Document segment:
- - - - -

Day 12 of 30 Days of Thankfulness (Storms)

I know this is like a no brainer today since thunder is what woke me up this morning but I really do LOVE storms. People are always saying words like dreary and blah to describe a rainy day.  Not me! I think they are the best days ever.  To me the rain is cleansing, nourishing, and invigorating.  After a good rain it is like everything is fresh almost like a giant Do-Over. 


I think the rain reminds me of my favorite verse:

Lamentations 3:21-23
21 Yet this I call to mind
   and therefore I have hope:
 22 Because of the LORD’s great love we are not consumed,
   for his compassions never fail.
23 They are new every morning


It is like after the rain everything is new!  All the ick is washed away and everything is clean.  So I love a rainy stormy day and all the thunder and stuff that comes with it. Maybe it is just my optimistic nature but I always think there is a rainbow even if I don't see it!


Shell

Sunday, March 20, 2011

Day 11 of 30 Days of Thankfulness (Books)

- - - - -

The tasks:
A. In the post about storms, which words does the writer use to describe what rain is?
B. Copy the part of the post about storms between "Day 12 of 30" and "compassions never fail.", inclusive, word for word.
The lines that come after this post have no part in what's asked here.

Data shown:
- - - - -

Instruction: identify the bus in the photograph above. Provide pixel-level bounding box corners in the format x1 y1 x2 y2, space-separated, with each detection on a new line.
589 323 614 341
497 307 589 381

- - - - -

Task results:
A.
- cleansing
- nourishing
- invigorating

B.
Day 12 of 30 Days of Thankfulness (Storms)

I know this is like a no brainer today since thunder is what woke me up this morning but I really do LOVE storms. People are always saying words like dreary and blah to describe a rainy day.  Not me! I think they are the best days ever.  To me the rain is cleansing, nourishing, and invigorating.  After a good rain it is like everything is fresh almost like a giant Do-Over. 


I think the rain reminds me of my favorite verse:

Lamentations 3:21-23
21 Yet this I call to mind
   and therefore I have hope:
 22 Because of the LORD’s great love we are not consumed,
   for his compassions never fail.